** START Input data **

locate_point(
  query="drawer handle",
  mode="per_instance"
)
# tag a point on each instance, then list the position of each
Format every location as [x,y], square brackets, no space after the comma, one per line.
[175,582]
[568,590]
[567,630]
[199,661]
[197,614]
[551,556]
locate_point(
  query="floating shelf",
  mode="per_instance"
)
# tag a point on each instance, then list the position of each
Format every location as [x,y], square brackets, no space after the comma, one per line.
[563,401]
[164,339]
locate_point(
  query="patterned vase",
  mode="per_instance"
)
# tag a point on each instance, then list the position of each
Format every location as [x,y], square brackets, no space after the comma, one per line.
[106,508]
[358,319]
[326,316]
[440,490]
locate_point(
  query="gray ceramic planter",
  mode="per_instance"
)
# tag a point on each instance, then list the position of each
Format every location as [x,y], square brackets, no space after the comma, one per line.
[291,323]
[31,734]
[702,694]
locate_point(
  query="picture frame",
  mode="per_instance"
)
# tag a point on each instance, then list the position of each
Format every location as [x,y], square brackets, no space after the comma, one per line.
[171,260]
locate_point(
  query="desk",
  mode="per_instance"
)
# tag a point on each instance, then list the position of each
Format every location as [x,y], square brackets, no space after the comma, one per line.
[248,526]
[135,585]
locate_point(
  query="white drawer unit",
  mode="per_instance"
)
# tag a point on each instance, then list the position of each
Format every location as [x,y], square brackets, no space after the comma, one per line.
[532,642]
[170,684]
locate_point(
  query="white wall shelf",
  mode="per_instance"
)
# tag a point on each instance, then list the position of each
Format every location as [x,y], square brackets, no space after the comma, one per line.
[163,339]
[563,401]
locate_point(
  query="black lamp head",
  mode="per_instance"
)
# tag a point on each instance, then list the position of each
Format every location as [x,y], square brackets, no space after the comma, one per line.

** END Input data **

Short problem — Set down every line of the listing above again, exactly as given.

Result of this task —
locate_point(
  query="drawer handle",
  mode="per_instance"
)
# tag a point on each instance, then list the position of each
Format every location as [x,y], square brackets, no space after the comma, one per line.
[175,582]
[568,590]
[567,630]
[199,661]
[197,614]
[551,556]
locate_point(
  query="floating shelf",
  mode="per_instance"
)
# tag a point on each instance, then list the position of each
Format every location as [x,y], square brackets, no space after the comma, one per line.
[563,401]
[164,339]
locate_point(
  query="patterned vase",
  mode="per_instance"
)
# tag a point on each instance, then list the position of each
Format every location as [x,y], square brackets, no space after the comma, one per line.
[106,508]
[358,319]
[326,316]
[440,490]
locate_point(
  query="gray ceramic planter",
  mode="per_instance"
)
# tag a point on each instance, then list the position of each
Format every location as [x,y], square brackets, no space after the comma, one per line.
[291,323]
[31,734]
[702,694]
locate_point(
  query="picture frame",
  mode="per_instance"
)
# tag a point on each instance, then list the position of each
Format every location as [x,y], square brackets, no space after the comma, one per line.
[171,260]
locate_point(
  query="desk",
  mode="per_instance"
)
# tag a point on each instance, then list the position of each
Format every location as [x,y], square brackets, no space after the comma, one per line.
[248,526]
[135,585]
locate_point(
  query="white drawer unit",
  mode="per_instance"
)
# tag a point on each instance, then list the position of each
Format every location as [x,y], square brackets, no space after the comma, one per line.
[532,642]
[170,684]
locate_point(
  query="white wall shelf",
  mode="per_instance"
)
# tag a point on each instance, then list the position of each
Format every location as [x,y], square brackets, no space after the comma, one per line.
[163,339]
[563,401]
locate_point(
  query="black lamp head",
  mode="per_instance"
)
# tag a point on each instance, then list the position of each
Format every location as [x,y], square brackets, no space after the comma, one per line.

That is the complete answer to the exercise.